Documento –
Eder. Óleo de Irene Gracia
Javier Fernández de Castro
Charles Burney (1726-1814) fue organista, compositor y uno de los más prestigiosos historiadores de la música en la Inglaterra del siglo XVIII. Según cuenta él mismo, le asombraba que la historia, la arquitectura, la escultura o la pintura de Italia ofrecieran una inmoderada cantidad de tratados y relatos de viaje. Y que en cambio no existiera una buena historia de la música en Italia pese a que “ese país encantador es el que ha influido en mayor medida sobre nuestra concepción de la elegancia y la excelencia, que son atributos propios de este arte”.
Dispuesto a poner fin a semejante escándalo, Charles Burney se dirigió a Dover el 5 de junio de 1770 con intención de atravesar Francia (Lille, París, Lyon), Suiza (Ginebra) e Italia (desde Turín a Nápoles y vuelta pasando por centros musicales italianos tan señalados como Venecia, Verona, Florencia o Roma). Su propósito al emprender tan largo y fatigoso periplo era “visitar las verdaderas fuentes y beber lo que mana de ellas, y de paso, también, por qué no admitirlo, satisfacer mi curiosidad”.
Sin embargo, en su ansia por atravesar el Canal y empezar a recopilar material y escuchar por sí mismo a los principales músicos e intérpretes, al llegar a Dover se vio obligado a posponer su salida durante un par de días debido a un olvido imperdonable. Cabe pensar: se olvidó los salvoconductos. O las cartas de presentación para las eminencias de cada ciudad. O quizá los avales para que los banqueros de cada parada le suministraran fondos. Pues no. Se había dejado la espada “el salvoconducto de un caballero en el Continente”. Obviamente, y salvo para lucirla en las recepciones de gala, no hará uso del arma en todo el viaje.
Al principio de su relato Burney asegura que siendo su objetivo primordial la música “he querido dejar de lado otra cosa que no estuviese relacionada con la música”. Y promete no dejarse distraer contemplando cuadros, estatuas y edificios. Pero quiá. Cómo pasar por Venecia, Florencia o Roma sin ver con sus propios ojos algunos de los prodigios que atesoran esas ciudades. Y encima si eres un hombre con un ojo excelente, sobre todo para la pintura.
Pero hay más: además de una relación competente y de primera mano de la (ingente) actividad musical que le sale al paso, el lector recibe una avalancha de información acerca de temas tan variados como los sistemas de transporte de viajeros, las carreteras y los paisajes por los que atraviesan o la calidad de las posadas y la calaña moral de los posaderos. Pero sobre todo una información detallada acerca de las costumbres de las clases altas y acomodadas, y en especial de los nobles y familias pudientes inglesas instaladas en suntuosas villas donde celebran fiestas, merendolas, cenas y cotillones siempre adornados por la música, con una notable aportación (fundamentalmente canto) a cargo de las cultas, cultivadas y siempre bellas anfitrionas de cada mansión.

Datos mostrados –
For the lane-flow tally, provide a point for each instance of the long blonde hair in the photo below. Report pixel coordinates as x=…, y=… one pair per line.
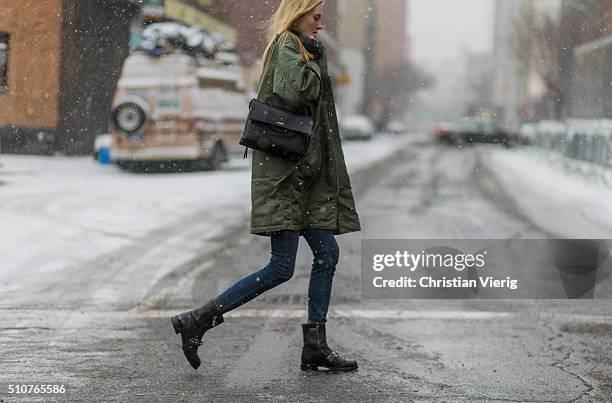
x=283, y=20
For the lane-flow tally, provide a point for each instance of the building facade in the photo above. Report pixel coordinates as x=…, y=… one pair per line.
x=59, y=64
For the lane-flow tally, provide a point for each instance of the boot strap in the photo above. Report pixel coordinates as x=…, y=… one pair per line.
x=333, y=356
x=195, y=342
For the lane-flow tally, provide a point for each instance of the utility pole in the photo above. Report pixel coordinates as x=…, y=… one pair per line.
x=369, y=84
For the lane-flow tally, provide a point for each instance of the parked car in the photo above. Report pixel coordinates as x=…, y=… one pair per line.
x=177, y=112
x=357, y=127
x=102, y=146
x=472, y=131
x=528, y=133
x=396, y=127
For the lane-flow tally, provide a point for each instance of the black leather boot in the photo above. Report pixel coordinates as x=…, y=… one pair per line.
x=192, y=325
x=316, y=353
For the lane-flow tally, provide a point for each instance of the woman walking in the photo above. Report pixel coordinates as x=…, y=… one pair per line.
x=310, y=198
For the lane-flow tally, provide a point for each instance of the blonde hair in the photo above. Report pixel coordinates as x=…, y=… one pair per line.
x=283, y=20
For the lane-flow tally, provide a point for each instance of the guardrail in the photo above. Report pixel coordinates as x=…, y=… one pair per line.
x=579, y=146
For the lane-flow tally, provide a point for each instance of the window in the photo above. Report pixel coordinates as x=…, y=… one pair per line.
x=4, y=48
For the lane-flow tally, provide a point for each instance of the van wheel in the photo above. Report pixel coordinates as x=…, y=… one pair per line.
x=217, y=158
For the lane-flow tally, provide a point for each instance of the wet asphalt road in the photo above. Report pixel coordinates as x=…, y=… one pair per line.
x=106, y=336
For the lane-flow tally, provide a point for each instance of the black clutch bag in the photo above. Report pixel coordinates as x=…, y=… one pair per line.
x=276, y=131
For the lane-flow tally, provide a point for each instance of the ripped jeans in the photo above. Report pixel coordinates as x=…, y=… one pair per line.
x=281, y=268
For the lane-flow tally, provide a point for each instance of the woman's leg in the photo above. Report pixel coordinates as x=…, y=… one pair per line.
x=316, y=353
x=325, y=258
x=280, y=269
x=194, y=324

Trabajo a realizar –
a – Según el texto sobre Charles Burney, ¿qué había olvidado Burney al llegar a Dover?
b – Enumera, por favor, los países que Burney tenía intención de atravesar según el texto sobre Charles Burney.
Estos datos proceden de otra fuente.

Respuestas –
a – Su espada.

b – Francia, Suiza e Italia.